PROBLEM TO WORK ON: Start to finish, copy the data exactly.

GIVEN RECORDS:

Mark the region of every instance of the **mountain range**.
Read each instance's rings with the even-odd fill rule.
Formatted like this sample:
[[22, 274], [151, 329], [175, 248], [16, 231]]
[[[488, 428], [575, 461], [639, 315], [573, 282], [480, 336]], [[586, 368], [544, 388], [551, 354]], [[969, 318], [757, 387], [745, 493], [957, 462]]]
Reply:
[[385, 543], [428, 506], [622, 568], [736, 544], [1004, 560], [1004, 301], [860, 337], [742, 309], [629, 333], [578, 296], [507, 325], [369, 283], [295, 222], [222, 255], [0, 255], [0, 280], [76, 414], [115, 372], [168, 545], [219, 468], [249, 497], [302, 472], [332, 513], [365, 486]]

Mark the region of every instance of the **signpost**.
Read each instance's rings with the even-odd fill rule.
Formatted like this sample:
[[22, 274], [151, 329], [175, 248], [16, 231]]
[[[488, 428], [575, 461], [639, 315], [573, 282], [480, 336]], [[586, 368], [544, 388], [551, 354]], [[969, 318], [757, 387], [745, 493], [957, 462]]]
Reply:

TASK OUTPUT:
Mark the region of every instance of the **mountain range**.
Read each instance's rings with the even-odd fill rule.
Formatted like this sample:
[[22, 274], [151, 329], [175, 248], [16, 231]]
[[[488, 428], [575, 461], [639, 315], [573, 282], [480, 336]], [[586, 368], [544, 388], [551, 354]], [[969, 318], [757, 387], [745, 493], [957, 462]]]
Reply:
[[385, 543], [428, 506], [622, 568], [736, 544], [1004, 560], [1004, 301], [860, 337], [742, 309], [629, 333], [578, 296], [507, 325], [369, 283], [295, 222], [222, 255], [0, 255], [0, 280], [76, 414], [115, 372], [168, 545], [219, 468], [249, 497], [302, 472], [332, 513], [365, 486]]

Mark the region of every instance of the **signpost**.
Read each instance's rings with the even-odd fill rule.
Formatted like this sample:
[[22, 274], [151, 329], [175, 248], [16, 231]]
[[[488, 428], [575, 461], [639, 315], [573, 282], [480, 336]], [[586, 368], [544, 388], [551, 354]], [[969, 318], [757, 387], [745, 493], [957, 462]]]
Reply:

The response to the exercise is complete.